------ PROVIDED PASSAGE ------

WEDNESDAY, AUGUST 7, 1996
METROPOLITAN TIMES

Historical roots and highlights

Important times in the history
of the White House garden:

1791: City planner Pierre L'Enfant envisions a presidential palace set in a royal park, and George Washington sets aside 82 acres near the banks of the Potomac.

1800: John Adams, the nation's second president, becomes the first chief executive to live in the White House and plans a vegetable garden to trim his food bills.

1801: Thomas Jefferson trims the size of the president's park to about the 18 acres it occupies now, plants trees and plans a garden.

1814: The garden is scorched and trampled when the British army burns the White House.

1825: John Quincy Adams plants the first flower garden and surrounds it with ornamental trees.

1835: Andrew Jackson receives a palm once owned by Washington and plants more trees, including a magnolia that still survives.

1870s: First lady Julia Grant begins the tradition of garden parties.

1878-80: Rutherford B. Hayes plants hundreds of trees and begins the tradition of commemorative trees to represent each president and state.

1913: First lady Ellen Wilson replaces the Colonial garden with the first Rose Garden and plants a new East Garden.

1935: President Franklin D. Roosevelt invites landscape architect Frederick Law Olmsted Jr. to prepare a plan for the grounds. It is executed and prevails to this day.

1943: The construction of the Jefferson Memorial due south of the White House completes the view.

1961: President John F. Kennedy has the Rose Garden redesigned as an outdoor room for official ceremonies.

1994: Hillary Rodham Clinton begins a rotating display of modern sculpture in the East Garden.

1993-1996: President Clinton continues the tradition of commemorative trees, including two dogwood planted to memorialize the victims of the Oklahoma City Bombing and the death in a plane crash of Commerce Secretary Ron Brown.

------ GIVEN MATERIAL ------

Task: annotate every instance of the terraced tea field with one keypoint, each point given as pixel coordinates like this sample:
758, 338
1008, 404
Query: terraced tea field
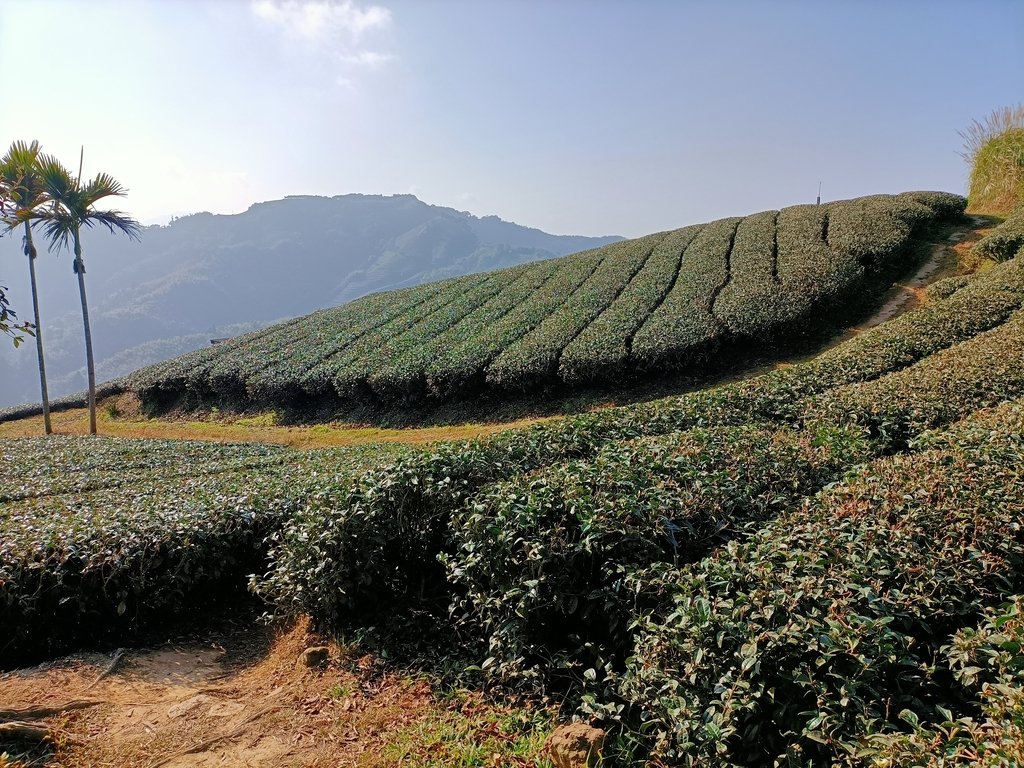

------

*TASK DETAILS*:
Retype everything in the White House garden timeline from "1994: Hillary Rodham" down to "Secretary Ron Brown.".

*EXPECTED ANSWER*:
1994: Hillary Rodham Clinton begins a rotating display of modern sculpture in the East Garden.

1993-1996: President Clinton continues the tradition of commemorative trees, including two dogwood planted to memorialize the victims of the Oklahoma City Bombing and the death in a plane crash of Commerce Secretary Ron Brown.